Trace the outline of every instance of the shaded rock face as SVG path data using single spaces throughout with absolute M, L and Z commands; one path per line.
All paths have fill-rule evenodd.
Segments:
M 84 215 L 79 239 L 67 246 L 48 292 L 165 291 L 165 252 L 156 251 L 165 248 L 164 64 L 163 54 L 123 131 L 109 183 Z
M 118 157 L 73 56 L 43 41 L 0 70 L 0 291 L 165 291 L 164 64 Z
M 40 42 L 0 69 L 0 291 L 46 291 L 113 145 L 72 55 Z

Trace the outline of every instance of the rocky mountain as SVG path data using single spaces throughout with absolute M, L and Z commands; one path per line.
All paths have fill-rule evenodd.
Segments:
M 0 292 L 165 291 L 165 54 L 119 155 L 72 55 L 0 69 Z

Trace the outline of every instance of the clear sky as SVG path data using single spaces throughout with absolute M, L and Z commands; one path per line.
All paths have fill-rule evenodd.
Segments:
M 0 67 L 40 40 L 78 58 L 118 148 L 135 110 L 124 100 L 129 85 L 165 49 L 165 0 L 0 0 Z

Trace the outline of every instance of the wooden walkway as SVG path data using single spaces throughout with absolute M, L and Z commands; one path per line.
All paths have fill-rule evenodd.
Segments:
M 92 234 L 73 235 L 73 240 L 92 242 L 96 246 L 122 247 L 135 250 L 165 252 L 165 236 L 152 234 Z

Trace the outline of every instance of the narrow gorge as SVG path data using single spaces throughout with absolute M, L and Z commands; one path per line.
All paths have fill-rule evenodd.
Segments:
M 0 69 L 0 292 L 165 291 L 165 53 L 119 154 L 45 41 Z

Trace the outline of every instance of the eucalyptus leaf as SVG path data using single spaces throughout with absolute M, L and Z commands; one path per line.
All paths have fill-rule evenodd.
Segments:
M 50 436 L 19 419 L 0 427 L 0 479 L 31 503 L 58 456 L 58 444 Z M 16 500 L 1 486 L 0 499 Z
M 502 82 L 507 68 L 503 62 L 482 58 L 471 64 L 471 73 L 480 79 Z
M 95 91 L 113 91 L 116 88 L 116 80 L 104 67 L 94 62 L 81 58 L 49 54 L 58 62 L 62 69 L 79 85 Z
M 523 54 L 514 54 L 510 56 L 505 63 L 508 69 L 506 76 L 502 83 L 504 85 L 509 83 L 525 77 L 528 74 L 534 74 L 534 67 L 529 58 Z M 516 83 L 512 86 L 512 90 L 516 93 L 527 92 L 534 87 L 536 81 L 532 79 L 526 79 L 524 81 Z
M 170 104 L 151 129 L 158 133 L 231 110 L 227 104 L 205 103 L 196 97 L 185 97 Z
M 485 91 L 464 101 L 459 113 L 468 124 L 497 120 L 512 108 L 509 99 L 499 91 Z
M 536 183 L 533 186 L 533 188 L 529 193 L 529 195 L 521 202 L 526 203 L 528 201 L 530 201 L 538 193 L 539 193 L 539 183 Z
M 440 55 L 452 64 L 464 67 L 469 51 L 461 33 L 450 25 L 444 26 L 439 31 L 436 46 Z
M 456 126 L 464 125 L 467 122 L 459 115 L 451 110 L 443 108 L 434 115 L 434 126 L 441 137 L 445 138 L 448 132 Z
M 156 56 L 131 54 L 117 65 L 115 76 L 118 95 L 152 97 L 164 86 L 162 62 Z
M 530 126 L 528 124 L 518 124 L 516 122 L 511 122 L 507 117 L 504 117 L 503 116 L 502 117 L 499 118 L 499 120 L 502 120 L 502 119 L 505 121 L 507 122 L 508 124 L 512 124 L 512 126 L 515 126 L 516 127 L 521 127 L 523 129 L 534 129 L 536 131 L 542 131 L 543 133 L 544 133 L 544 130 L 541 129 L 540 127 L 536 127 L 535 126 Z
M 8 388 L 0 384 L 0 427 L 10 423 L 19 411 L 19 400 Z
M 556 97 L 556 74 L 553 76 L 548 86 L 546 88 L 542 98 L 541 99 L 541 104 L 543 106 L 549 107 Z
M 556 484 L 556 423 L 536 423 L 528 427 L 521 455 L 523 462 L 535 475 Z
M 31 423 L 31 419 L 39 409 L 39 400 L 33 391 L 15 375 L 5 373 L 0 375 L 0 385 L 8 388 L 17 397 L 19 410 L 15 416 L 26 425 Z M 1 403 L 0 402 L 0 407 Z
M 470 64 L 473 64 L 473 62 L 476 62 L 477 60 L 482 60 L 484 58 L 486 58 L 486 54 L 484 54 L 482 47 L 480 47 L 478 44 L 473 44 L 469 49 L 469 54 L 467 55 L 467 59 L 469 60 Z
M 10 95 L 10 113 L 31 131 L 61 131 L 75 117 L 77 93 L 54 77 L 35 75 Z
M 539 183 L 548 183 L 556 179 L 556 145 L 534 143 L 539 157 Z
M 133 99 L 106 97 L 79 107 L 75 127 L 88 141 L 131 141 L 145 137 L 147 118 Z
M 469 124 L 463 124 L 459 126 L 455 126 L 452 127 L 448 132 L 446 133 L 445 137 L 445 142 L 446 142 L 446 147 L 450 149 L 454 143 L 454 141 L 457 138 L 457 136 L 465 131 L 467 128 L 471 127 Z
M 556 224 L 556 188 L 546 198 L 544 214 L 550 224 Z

● ● ● ● ●

**TASK REQUIREMENTS**
Convert every line of the rows above into a Markdown table with the columns No. and Line, numbering the lines in order and omitting the blank ones.

**EXERCISE RESULT**
| No. | Line |
|---|---|
| 1 | Trace the outline of every instance of the shaded rock face as SVG path data using single spaces throughout with absolute M, L and Z commands; one path per line. |
| 2 | All paths have fill-rule evenodd. |
| 3 | Segments: |
| 4 | M 84 215 L 79 239 L 67 246 L 48 292 L 165 291 L 165 252 L 156 251 L 165 248 L 164 64 L 163 54 L 123 131 L 109 183 Z |
| 5 | M 118 157 L 73 56 L 43 41 L 0 70 L 0 291 L 165 291 L 164 64 Z |
| 6 | M 40 42 L 0 69 L 0 291 L 46 291 L 113 145 L 72 55 Z |
| 7 | Trace the outline of every instance of the rocky mountain as SVG path data using single spaces throughout with absolute M, L and Z commands; one path per line. |
| 8 | All paths have fill-rule evenodd. |
| 9 | Segments: |
| 10 | M 0 292 L 165 291 L 165 54 L 119 155 L 72 55 L 0 69 Z |
| 11 | Trace the outline of every instance of the clear sky as SVG path data using single spaces throughout with absolute M, L and Z commands; one path per line. |
| 12 | All paths have fill-rule evenodd. |
| 13 | Segments: |
| 14 | M 0 67 L 40 40 L 78 58 L 118 148 L 135 110 L 124 100 L 129 85 L 165 49 L 165 0 L 0 0 Z |
| 15 | Trace the outline of every instance of the wooden walkway as SVG path data using single spaces throughout with absolute M, L and Z commands; one path per line. |
| 16 | All paths have fill-rule evenodd. |
| 17 | Segments: |
| 18 | M 92 234 L 73 235 L 73 240 L 92 242 L 96 246 L 122 247 L 135 250 L 165 252 L 165 236 L 152 234 Z |
| 19 | Trace the outline of every instance of the narrow gorge as SVG path data using single spaces throughout with absolute M, L and Z commands; one path per line. |
| 20 | All paths have fill-rule evenodd. |
| 21 | Segments: |
| 22 | M 0 69 L 0 292 L 165 291 L 165 53 L 119 154 L 45 41 Z |
| 23 | Trace the outline of every instance of the eucalyptus leaf as SVG path data using single spaces throughout with absolute M, L and Z commands; one path per line. |
| 24 | All paths have fill-rule evenodd. |
| 25 | Segments: |
| 26 | M 50 436 L 19 419 L 0 427 L 0 479 L 31 503 L 58 456 L 58 444 Z M 16 500 L 1 486 L 0 499 Z |
| 27 | M 502 82 L 507 68 L 503 62 L 482 58 L 471 64 L 471 73 L 480 79 Z |
| 28 | M 95 91 L 113 91 L 116 88 L 116 80 L 104 67 L 94 62 L 81 58 L 49 54 L 58 62 L 62 69 L 79 85 Z |
| 29 | M 523 54 L 514 54 L 510 56 L 505 63 L 508 69 L 506 76 L 502 83 L 504 85 L 509 83 L 525 77 L 528 74 L 534 74 L 534 67 L 529 58 Z M 516 83 L 512 86 L 512 90 L 516 93 L 527 92 L 534 87 L 536 81 L 532 79 L 526 79 L 524 81 Z |
| 30 | M 170 104 L 151 129 L 158 133 L 231 110 L 227 104 L 205 103 L 196 97 L 185 97 Z |
| 31 | M 485 91 L 464 101 L 459 113 L 468 124 L 497 120 L 512 108 L 509 99 L 499 91 Z |
| 32 | M 536 183 L 533 186 L 533 188 L 529 193 L 529 195 L 521 202 L 526 203 L 528 201 L 530 201 L 538 193 L 539 193 L 539 183 Z |
| 33 | M 440 55 L 452 64 L 464 67 L 469 51 L 461 33 L 450 25 L 444 26 L 439 31 L 436 46 Z |
| 34 | M 456 126 L 464 125 L 467 122 L 459 115 L 451 110 L 443 108 L 434 115 L 434 126 L 441 137 L 445 138 L 448 132 Z |
| 35 | M 156 56 L 131 54 L 117 65 L 115 76 L 118 95 L 152 97 L 164 86 L 162 62 Z |
| 36 | M 530 126 L 528 124 L 518 124 L 516 122 L 511 122 L 507 117 L 504 117 L 503 116 L 502 117 L 499 118 L 499 120 L 502 120 L 502 119 L 505 121 L 507 122 L 508 124 L 512 124 L 512 126 L 515 126 L 516 127 L 521 127 L 523 129 L 534 129 L 536 131 L 542 131 L 543 133 L 544 133 L 544 130 L 541 129 L 540 127 L 536 127 L 535 126 Z |
| 37 | M 8 388 L 0 384 L 0 427 L 10 423 L 19 411 L 19 400 Z |
| 38 | M 556 97 L 556 74 L 553 76 L 548 86 L 546 88 L 542 98 L 541 99 L 541 104 L 543 106 L 549 107 Z |
| 39 | M 556 484 L 556 423 L 536 423 L 528 427 L 521 455 L 523 462 L 535 475 Z |
| 40 | M 31 423 L 31 419 L 39 409 L 39 400 L 33 391 L 15 375 L 5 373 L 0 375 L 0 385 L 8 388 L 17 397 L 19 410 L 15 416 L 26 425 Z M 1 403 L 0 402 L 0 407 Z |
| 41 | M 470 64 L 473 64 L 473 62 L 476 62 L 477 60 L 482 60 L 484 58 L 486 58 L 486 54 L 484 54 L 482 47 L 480 47 L 478 44 L 473 44 L 469 49 L 469 54 L 467 55 L 467 59 L 469 60 Z |
| 42 | M 10 95 L 10 113 L 31 131 L 61 131 L 75 117 L 77 93 L 54 77 L 35 75 Z |
| 43 | M 539 183 L 548 183 L 556 179 L 556 145 L 534 143 L 539 157 Z |
| 44 | M 133 99 L 106 97 L 79 107 L 75 127 L 88 141 L 131 141 L 145 137 L 147 118 Z |
| 45 | M 469 124 L 463 124 L 459 126 L 455 126 L 452 127 L 448 132 L 446 133 L 445 137 L 445 142 L 446 142 L 446 147 L 450 149 L 454 143 L 454 141 L 457 138 L 457 136 L 465 131 L 467 128 L 471 127 Z |
| 46 | M 556 224 L 556 188 L 546 198 L 544 214 L 550 224 Z |